### ACTIVITY
Leaving the pictures aside, repeat the entries exactly.

(Stored data entries)
++++++++

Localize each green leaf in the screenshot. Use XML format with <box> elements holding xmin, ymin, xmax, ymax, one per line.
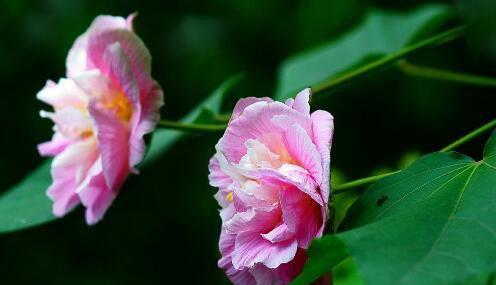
<box><xmin>0</xmin><ymin>74</ymin><xmax>242</xmax><ymax>234</ymax></box>
<box><xmin>295</xmin><ymin>130</ymin><xmax>496</xmax><ymax>284</ymax></box>
<box><xmin>0</xmin><ymin>160</ymin><xmax>53</xmax><ymax>233</ymax></box>
<box><xmin>291</xmin><ymin>235</ymin><xmax>349</xmax><ymax>285</ymax></box>
<box><xmin>274</xmin><ymin>4</ymin><xmax>452</xmax><ymax>100</ymax></box>
<box><xmin>333</xmin><ymin>257</ymin><xmax>365</xmax><ymax>285</ymax></box>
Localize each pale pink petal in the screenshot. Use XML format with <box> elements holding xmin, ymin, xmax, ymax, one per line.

++++++++

### EXPECTED ANSWER
Localize each green leaf in the screenshot. Use XML format with <box> elements holding xmin, ymin, xmax, ymax, one per line.
<box><xmin>0</xmin><ymin>74</ymin><xmax>242</xmax><ymax>234</ymax></box>
<box><xmin>295</xmin><ymin>130</ymin><xmax>496</xmax><ymax>284</ymax></box>
<box><xmin>0</xmin><ymin>160</ymin><xmax>53</xmax><ymax>233</ymax></box>
<box><xmin>291</xmin><ymin>235</ymin><xmax>349</xmax><ymax>285</ymax></box>
<box><xmin>274</xmin><ymin>4</ymin><xmax>452</xmax><ymax>100</ymax></box>
<box><xmin>333</xmin><ymin>257</ymin><xmax>365</xmax><ymax>285</ymax></box>
Localize each pale pink petal in the screenshot. Use XML format with <box> elements holding xmin, ymin, xmax, ymax, one per line.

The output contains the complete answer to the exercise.